[Work instructions] Find each line in the listing below that contains the word "outline" and copy those lines out in full.

[Data entries]
** start **

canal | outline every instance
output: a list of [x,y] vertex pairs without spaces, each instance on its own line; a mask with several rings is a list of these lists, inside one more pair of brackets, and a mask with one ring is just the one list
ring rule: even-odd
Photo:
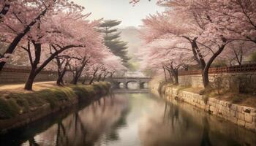
[[183,103],[116,93],[1,136],[3,146],[256,145],[256,134]]

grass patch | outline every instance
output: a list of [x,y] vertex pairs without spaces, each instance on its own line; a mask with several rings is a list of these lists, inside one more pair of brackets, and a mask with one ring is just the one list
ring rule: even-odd
[[63,101],[72,98],[90,98],[102,91],[108,91],[110,84],[97,82],[90,85],[56,87],[31,93],[9,93],[0,96],[0,119],[7,119],[26,113],[49,104],[52,108]]

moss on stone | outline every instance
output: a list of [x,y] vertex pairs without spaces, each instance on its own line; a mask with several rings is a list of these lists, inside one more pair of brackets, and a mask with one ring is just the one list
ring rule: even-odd
[[59,101],[71,101],[72,98],[89,99],[97,93],[107,92],[110,86],[108,82],[97,82],[94,85],[69,85],[32,93],[11,93],[0,96],[0,119],[8,119],[19,114],[29,112],[47,104],[53,108]]

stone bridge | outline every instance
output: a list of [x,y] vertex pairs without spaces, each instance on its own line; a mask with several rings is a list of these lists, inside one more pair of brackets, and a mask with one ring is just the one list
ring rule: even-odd
[[137,82],[140,85],[140,88],[143,88],[145,83],[148,83],[151,80],[151,77],[113,77],[110,80],[116,87],[120,87],[120,84],[123,83],[126,88],[128,88],[129,82]]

** end **

[Solution]
canal | outline every instance
grass patch | outline every instance
moss on stone | outline every instance
stone bridge | outline every instance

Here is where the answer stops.